**BRIEF:**
Reproduce word for word the part of the article on Elon Musk's bid for Twitter that begins with the words "Why Does Elon" and ends after the words "the world: why?".

**TEXT EXTRACT:**
....

Why Does Elon Musk Want To Buy Twitter?

Elon Musk, the richest person in the world, has offered to buy Twitter for more than 40 billion dollars (£30.5 billion) in a move that prompted the same question across the world: why?

The billionaire Tesla and SpaceX boss has proposed buying “100% of Twitter for $54.20 per share in cash”, valuing the company at $41.39 billion.

The 50-year-old, whose bid comes soon after he bought a 9% stake in Twitter and said he would join the board, believes changes are needed in order to help the site thrive and better support free speech.

In just ten days, Musk has gone from popular Twitter contributor to the company’s largest individual shareholder to a would-be owner of the social platform — a whirlwind of activity that could change the service dramatically given Musk’s self-identification as a “free speech absolutist”.

Who is Elon Musk?

Musk, 50, has an estimated $273.6 billion (£209.21 billion) fortune that makes him the wealthiest person in the world, worth $92.3 billion (£70.58 billion) more than runner-up Jeff Bezos. Musk was born in Pretoria, South Africa, to a Canadian mother and South African father and later attended the University of Pennsylvania, where he graduated in 1997.

....

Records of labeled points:
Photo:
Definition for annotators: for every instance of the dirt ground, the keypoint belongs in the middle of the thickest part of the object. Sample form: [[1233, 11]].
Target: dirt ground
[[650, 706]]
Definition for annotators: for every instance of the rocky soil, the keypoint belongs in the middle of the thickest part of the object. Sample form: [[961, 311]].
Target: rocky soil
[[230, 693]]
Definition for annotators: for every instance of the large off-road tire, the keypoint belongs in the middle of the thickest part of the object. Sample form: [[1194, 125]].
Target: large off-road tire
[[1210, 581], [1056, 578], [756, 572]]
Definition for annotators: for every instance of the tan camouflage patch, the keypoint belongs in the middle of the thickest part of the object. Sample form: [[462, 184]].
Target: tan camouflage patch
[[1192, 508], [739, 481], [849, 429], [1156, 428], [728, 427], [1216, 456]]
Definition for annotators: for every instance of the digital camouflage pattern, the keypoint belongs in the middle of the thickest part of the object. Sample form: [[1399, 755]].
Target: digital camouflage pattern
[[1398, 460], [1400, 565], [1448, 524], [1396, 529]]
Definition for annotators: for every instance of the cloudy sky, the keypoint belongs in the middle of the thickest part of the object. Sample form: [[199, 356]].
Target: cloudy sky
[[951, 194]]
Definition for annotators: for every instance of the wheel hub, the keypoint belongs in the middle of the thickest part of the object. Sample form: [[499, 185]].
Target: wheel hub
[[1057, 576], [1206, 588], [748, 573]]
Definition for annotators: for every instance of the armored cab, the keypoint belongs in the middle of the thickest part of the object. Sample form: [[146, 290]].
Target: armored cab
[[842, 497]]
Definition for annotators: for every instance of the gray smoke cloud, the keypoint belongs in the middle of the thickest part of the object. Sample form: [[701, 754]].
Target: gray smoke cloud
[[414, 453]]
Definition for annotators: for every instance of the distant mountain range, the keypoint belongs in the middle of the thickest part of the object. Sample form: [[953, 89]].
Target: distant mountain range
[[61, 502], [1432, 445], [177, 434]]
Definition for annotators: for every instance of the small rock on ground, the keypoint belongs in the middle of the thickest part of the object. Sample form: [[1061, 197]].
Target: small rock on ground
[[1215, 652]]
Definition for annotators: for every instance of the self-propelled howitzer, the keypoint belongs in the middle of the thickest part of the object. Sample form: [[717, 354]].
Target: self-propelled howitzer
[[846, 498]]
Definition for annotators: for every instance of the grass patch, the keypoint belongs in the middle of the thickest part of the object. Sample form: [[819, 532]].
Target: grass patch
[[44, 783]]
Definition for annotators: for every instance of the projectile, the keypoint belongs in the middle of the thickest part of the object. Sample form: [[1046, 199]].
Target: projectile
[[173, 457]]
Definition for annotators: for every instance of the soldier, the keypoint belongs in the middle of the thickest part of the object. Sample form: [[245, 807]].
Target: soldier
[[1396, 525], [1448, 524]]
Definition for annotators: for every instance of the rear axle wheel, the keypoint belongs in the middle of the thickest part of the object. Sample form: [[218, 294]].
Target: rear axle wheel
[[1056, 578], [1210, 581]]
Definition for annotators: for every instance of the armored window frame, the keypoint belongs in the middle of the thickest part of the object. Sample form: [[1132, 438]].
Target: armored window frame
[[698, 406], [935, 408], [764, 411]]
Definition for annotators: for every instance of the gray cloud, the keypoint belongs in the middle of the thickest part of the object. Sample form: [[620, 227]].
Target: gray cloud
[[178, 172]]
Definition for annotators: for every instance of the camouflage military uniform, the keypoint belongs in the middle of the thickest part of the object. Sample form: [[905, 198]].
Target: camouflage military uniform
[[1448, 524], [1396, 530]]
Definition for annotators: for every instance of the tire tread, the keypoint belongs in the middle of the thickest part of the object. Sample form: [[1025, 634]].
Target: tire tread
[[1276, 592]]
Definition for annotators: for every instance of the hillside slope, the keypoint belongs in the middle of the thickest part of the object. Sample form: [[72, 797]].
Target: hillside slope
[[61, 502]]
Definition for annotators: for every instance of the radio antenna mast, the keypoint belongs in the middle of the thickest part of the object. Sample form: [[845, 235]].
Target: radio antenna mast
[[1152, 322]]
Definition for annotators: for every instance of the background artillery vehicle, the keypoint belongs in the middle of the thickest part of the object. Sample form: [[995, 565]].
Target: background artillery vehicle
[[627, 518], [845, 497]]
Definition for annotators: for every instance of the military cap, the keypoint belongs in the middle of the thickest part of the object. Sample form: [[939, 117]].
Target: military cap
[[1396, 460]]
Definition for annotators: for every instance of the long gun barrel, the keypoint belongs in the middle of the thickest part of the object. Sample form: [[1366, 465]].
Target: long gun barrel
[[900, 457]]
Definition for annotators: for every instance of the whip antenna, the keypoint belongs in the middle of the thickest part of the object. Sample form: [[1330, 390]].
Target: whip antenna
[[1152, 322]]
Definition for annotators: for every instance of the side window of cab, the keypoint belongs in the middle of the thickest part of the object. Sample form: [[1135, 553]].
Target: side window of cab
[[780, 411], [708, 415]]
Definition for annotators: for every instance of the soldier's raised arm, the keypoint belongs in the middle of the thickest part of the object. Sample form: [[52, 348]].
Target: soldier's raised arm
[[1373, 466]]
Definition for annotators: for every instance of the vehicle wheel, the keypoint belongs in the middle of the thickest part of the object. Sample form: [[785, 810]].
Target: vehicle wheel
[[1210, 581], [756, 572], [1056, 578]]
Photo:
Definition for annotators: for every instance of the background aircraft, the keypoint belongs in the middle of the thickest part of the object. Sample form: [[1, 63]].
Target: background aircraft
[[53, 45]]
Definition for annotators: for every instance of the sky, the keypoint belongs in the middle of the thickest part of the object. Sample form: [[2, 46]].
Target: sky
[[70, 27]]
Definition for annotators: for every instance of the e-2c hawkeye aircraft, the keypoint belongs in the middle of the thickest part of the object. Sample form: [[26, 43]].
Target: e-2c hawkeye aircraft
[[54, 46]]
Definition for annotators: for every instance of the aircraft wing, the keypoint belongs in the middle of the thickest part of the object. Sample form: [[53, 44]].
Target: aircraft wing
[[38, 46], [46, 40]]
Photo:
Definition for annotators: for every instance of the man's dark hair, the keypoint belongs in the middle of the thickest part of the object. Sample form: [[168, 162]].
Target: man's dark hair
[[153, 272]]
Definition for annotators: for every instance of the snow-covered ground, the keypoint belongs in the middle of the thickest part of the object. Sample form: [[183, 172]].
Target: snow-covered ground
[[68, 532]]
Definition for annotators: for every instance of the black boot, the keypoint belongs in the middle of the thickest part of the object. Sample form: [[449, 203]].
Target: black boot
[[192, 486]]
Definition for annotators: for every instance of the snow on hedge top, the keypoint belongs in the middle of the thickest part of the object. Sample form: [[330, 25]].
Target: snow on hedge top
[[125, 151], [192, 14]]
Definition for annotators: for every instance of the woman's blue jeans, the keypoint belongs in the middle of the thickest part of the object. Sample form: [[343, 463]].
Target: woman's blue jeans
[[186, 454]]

....

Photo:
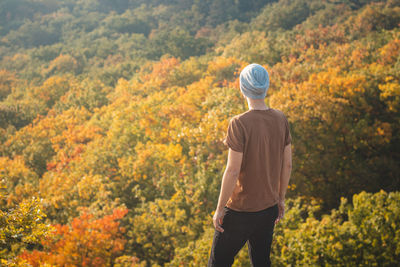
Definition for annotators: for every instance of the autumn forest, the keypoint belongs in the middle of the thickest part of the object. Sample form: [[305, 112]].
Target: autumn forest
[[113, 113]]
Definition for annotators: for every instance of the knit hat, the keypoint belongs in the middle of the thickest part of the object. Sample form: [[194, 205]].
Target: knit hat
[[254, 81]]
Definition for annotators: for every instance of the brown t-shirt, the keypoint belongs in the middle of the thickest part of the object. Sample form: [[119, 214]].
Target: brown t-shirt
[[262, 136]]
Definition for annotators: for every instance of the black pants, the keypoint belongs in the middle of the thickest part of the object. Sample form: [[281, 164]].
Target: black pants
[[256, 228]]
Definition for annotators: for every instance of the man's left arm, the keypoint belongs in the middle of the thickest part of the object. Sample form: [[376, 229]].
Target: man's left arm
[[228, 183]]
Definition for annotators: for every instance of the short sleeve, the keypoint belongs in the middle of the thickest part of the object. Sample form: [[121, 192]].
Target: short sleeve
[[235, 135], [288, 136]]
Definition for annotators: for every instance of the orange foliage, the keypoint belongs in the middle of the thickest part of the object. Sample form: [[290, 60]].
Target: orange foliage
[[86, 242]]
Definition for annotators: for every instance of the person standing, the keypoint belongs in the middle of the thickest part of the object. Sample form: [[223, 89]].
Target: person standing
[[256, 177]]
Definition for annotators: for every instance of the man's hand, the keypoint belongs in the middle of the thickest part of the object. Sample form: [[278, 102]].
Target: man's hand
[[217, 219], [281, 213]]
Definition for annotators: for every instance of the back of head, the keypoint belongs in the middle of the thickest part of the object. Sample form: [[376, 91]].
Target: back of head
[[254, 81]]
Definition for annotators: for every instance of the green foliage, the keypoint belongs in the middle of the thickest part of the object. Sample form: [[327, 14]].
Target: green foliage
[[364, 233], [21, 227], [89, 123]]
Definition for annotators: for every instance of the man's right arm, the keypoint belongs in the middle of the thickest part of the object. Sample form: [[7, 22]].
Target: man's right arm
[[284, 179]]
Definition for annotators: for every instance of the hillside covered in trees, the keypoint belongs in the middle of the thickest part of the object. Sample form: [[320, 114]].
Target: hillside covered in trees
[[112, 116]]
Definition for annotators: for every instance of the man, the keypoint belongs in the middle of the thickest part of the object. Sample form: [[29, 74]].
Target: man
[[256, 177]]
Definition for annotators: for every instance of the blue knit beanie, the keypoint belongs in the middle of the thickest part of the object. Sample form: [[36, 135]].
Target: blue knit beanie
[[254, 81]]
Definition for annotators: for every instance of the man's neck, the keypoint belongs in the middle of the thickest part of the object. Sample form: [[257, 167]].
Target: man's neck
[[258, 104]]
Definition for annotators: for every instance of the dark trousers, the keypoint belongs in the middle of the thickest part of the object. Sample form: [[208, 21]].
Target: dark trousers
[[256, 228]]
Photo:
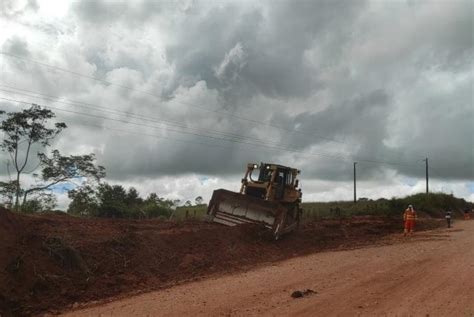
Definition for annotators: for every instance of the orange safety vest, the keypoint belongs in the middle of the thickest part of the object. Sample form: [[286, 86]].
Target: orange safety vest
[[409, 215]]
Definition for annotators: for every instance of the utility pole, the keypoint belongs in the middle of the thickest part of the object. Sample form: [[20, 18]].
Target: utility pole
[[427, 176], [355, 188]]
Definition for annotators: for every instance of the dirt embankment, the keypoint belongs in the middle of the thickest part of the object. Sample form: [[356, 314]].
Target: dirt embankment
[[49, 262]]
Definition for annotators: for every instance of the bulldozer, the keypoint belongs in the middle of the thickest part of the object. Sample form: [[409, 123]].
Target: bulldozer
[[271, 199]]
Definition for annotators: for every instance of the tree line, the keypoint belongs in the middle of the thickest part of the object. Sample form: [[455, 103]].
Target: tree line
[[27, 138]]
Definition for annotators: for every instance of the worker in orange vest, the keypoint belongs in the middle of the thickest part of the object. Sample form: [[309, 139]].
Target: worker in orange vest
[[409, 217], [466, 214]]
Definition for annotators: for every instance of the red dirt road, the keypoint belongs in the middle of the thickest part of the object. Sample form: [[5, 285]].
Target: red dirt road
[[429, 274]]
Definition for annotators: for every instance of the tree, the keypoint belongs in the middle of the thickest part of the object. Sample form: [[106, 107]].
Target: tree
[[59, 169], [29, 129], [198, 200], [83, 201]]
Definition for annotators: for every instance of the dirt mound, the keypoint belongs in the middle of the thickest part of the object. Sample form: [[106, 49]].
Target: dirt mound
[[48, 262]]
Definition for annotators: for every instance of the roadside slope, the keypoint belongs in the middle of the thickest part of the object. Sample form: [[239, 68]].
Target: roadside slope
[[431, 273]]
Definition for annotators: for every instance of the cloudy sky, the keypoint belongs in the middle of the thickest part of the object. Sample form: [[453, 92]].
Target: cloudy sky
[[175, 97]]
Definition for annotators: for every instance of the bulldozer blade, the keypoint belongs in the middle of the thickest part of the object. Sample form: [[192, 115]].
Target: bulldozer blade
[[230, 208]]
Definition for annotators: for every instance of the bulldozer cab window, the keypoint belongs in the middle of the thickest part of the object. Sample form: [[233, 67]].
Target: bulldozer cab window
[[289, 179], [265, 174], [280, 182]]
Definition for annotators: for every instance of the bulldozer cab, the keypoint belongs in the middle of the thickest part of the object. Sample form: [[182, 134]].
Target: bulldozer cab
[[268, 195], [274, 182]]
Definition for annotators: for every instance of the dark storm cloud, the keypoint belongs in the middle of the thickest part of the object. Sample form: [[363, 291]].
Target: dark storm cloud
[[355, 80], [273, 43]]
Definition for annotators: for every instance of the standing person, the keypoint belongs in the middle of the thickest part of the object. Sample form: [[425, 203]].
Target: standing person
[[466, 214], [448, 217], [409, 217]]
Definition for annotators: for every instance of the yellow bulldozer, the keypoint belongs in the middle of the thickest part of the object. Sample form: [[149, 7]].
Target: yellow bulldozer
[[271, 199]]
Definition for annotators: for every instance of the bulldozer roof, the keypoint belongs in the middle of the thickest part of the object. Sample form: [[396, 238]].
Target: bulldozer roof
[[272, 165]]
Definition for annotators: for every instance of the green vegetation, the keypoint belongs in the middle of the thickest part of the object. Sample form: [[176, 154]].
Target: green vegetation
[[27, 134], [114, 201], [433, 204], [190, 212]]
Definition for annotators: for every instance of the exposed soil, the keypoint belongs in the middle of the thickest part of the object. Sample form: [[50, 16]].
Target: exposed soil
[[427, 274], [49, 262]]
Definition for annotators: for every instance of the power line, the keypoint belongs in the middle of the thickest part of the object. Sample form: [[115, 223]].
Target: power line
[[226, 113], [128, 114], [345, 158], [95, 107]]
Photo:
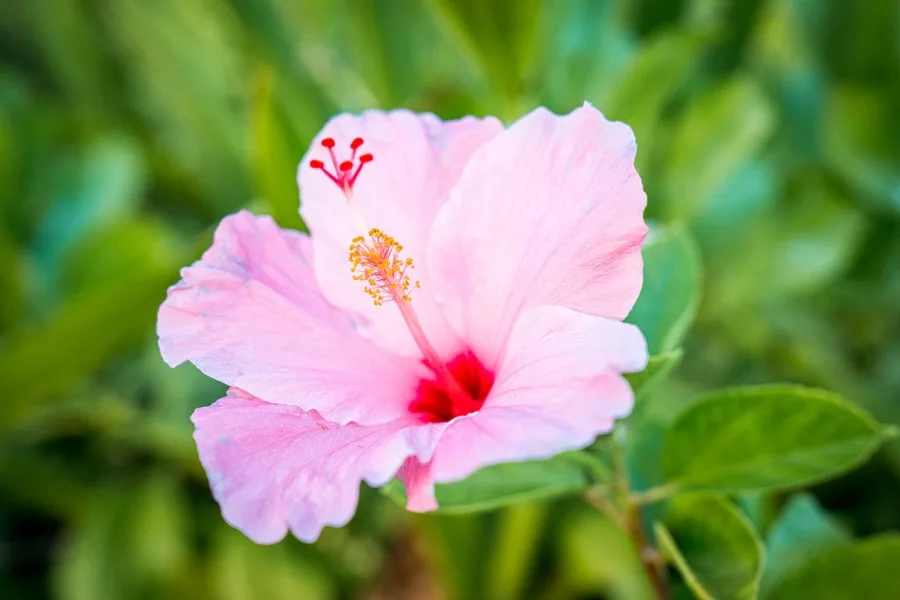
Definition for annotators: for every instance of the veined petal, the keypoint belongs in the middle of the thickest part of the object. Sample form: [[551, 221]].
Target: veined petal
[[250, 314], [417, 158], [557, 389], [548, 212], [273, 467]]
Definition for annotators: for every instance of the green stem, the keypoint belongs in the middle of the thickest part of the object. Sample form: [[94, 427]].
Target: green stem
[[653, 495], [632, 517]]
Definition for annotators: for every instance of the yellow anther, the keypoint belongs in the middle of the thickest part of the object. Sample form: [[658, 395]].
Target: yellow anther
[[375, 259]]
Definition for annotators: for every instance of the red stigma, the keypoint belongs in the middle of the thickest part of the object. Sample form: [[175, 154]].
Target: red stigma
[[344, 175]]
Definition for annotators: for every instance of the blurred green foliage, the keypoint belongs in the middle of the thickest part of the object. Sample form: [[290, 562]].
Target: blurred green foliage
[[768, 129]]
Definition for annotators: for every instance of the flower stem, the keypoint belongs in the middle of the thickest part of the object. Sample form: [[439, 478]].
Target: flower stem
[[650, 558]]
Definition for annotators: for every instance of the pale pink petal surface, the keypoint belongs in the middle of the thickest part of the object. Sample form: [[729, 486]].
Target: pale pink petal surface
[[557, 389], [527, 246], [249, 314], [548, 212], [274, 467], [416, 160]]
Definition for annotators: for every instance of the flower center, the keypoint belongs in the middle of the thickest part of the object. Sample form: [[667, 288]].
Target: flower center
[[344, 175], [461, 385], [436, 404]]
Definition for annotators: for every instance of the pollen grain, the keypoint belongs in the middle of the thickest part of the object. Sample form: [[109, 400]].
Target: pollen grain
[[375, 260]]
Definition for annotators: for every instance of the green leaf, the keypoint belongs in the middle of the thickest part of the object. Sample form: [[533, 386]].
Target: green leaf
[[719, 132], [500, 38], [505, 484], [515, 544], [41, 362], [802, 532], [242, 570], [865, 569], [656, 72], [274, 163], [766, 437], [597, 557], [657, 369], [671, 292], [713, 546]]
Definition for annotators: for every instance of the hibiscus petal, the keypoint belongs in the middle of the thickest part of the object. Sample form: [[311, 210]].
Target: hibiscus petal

....

**FULL OUTPUT:**
Why Does Elon Musk Want To Buy Twitter?

Elon Musk, the richest person in the world, has offered to buy Twitter for more than 40 billion dollars (£30.5 billion) in a move that prompted the same question across the world: why?